*** Opening READING TEXT ***

Targeted assembly had fewer chimeric sequences than full assembly
In addition to performances, another potential issue associated with metagenomic assembly of functional genes is the generation of chimeras. Although chimeras were rarely attended in shotgun metagenomes due to the absence of PCR amplification, the assembly of highly similar sequences may also generate chimera-like sequences. Here, multiple chimera detection algorithms were used to detect potential chimeric sequences. The query is predicted to be chimeric if the score of its alignment to the model exceeds a threshold, or classified as unknown if the uncertainty is high. The reference database is provided by the user (uchime_ref and chimera.vsearch) or constructed de novo from the provided sequences (uchime_denovo and chimera.perseus). As a result, when using the uchime_ref mode, both single-sample and multi-sample assembly contained four chimeric sequences and one and three unclassified sequences. In contrast, the targeted assembly produced only non-chimeric sequences (Fig. 3a). When the uchime_denovo mode was used, the number of chimeric sequences detected in the single-sample assembly, multi-sample assembly, and targeted assembly were 4, 9, and 0, respectively. The single-sample and multi-sample assemblies were identified with relatively high proportions of unclassifiable sequences, at 33.3% and 30.6%, respectively, while targeted assembly resulted in a much lower percentage of 12.1%. The proportions of non-chimeric sequences in single-sample assembly, multi-sample assembly, and targeted assembly were respectively 65.8%, 68.7%, and 87.9%, respectively (Fig. 3b). When using chimera.vsearch, five chimeric sequences (0.12%) were detected in the single-sample assembly, two (0.05%) in the multi-sample assembly, and none in the targeted assembly. Accordingly, the proportions of non-chimeric sequences were 99.88%, 99.95%, and 100%, respectively (Fig. S5a). When chimera.perseus was used, no chimeric sequences were detected in any of the three assembly approaches (Fig. S5b). These findings suggested that targeted assembly reduced the likelihood of misassembled reads from different sources.
Situation of chimeric sequences of amo and pmo gene families. Two algorithms for detecting chimeras were used here, including uchime_ref (a) and uchime_denovo (b).

*** Closing READING TEXT ***
*** Opening GIVEN DATA ***

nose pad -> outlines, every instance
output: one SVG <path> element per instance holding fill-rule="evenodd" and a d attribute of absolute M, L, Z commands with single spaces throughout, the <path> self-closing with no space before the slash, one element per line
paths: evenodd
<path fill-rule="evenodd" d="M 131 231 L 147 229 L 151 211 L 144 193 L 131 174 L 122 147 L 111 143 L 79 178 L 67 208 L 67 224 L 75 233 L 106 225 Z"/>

*** Closing GIVEN DATA ***

#### TASK LIST:
**A.** In the text on chimeric sequences, how many chimeric sequences did chimera.vsearch detect in the single-sample assembly?
**B.** Write out the stretch of the chimera text from "Situation of chimeric" through "and uchime_denovo (b).", swapping "algorithms" for "methods".

#### SOLUTIONS PER TASK:
**A.** Five (0.12%).

**B.**
Situation of chimeric sequences of amo and pmo gene families. Two methods for detecting chimeras were used here, including uchime_ref (a) and uchime_denovo (b).